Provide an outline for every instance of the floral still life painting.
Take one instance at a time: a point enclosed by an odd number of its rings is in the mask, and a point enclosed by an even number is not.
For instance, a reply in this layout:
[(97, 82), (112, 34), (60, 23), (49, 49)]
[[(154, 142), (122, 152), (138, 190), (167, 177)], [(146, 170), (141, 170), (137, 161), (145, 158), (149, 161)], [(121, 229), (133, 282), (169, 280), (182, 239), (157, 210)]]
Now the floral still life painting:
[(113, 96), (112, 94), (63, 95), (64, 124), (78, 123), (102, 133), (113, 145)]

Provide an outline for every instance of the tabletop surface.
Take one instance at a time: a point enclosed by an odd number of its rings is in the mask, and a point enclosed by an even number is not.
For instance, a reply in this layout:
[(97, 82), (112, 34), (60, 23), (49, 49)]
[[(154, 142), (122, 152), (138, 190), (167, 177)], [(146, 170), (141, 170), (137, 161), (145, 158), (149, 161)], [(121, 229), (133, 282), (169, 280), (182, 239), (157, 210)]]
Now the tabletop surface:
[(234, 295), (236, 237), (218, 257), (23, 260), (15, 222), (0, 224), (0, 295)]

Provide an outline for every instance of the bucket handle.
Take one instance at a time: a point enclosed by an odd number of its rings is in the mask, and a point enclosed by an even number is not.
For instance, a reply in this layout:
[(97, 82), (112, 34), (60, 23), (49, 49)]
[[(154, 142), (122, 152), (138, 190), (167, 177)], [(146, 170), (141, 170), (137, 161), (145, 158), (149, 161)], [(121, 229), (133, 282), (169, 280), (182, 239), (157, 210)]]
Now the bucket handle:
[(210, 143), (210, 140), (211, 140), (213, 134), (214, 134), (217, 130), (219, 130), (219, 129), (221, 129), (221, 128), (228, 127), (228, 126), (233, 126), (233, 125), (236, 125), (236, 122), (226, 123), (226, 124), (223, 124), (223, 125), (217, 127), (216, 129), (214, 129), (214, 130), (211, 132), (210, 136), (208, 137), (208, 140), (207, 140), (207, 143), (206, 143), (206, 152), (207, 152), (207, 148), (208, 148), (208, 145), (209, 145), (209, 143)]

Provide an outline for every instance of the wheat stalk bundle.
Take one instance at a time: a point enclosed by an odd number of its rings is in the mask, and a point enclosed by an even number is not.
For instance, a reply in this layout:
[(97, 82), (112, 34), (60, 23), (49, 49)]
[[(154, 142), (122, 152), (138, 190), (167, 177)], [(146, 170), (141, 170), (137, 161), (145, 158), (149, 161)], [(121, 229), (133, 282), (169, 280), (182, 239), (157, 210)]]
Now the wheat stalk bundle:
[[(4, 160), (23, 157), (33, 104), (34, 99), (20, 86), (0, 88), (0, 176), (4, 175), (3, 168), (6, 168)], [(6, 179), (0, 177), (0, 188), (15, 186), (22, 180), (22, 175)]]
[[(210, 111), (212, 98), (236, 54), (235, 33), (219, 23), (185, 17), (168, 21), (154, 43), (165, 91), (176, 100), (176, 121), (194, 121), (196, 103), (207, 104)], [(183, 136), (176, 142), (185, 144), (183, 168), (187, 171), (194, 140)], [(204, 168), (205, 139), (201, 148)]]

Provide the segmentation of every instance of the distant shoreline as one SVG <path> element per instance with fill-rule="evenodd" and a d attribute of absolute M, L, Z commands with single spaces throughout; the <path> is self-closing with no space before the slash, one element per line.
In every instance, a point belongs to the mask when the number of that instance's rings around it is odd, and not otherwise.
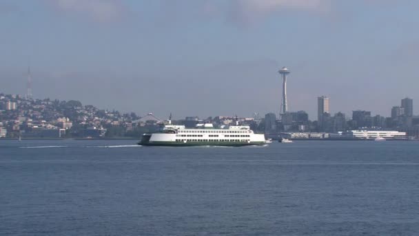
======
▶ Aim:
Copy the records verbatim from their start up to and including the line that contains "224), (0, 295)]".

▶ Answer to this problem:
Provide an outline for every instance of the floral still life painting.
Take one instance at a time: a point enclosed by an odd number of its rings is in the mask, and a point enclosed by an even number is not.
For instance, a reply in this layout:
[(97, 82), (112, 34), (60, 23), (49, 49)]
[[(154, 142), (122, 152), (138, 190), (167, 177)], [(146, 170), (141, 170), (137, 161), (145, 158), (149, 161)], [(121, 229), (133, 282), (169, 280), (182, 239), (157, 210)]]
Now the floral still life painting:
[(113, 96), (112, 94), (63, 95), (64, 124), (78, 123), (102, 133), (113, 145)]

Provide an outline for every instance of the tabletop surface.
Take one instance at a time: a point enclosed by an odd number of its rings is in the mask, and a point enclosed by an even number is not.
For instance, a reply in this layout:
[(97, 82), (112, 34), (60, 23), (49, 49)]
[[(154, 142), (122, 152), (138, 190), (167, 177)], [(146, 170), (141, 170), (137, 161), (145, 158), (149, 161)], [(121, 229), (133, 282), (169, 280), (182, 239), (157, 210)]]
Now the tabletop surface:
[(234, 295), (236, 237), (218, 257), (23, 260), (15, 222), (0, 224), (0, 295)]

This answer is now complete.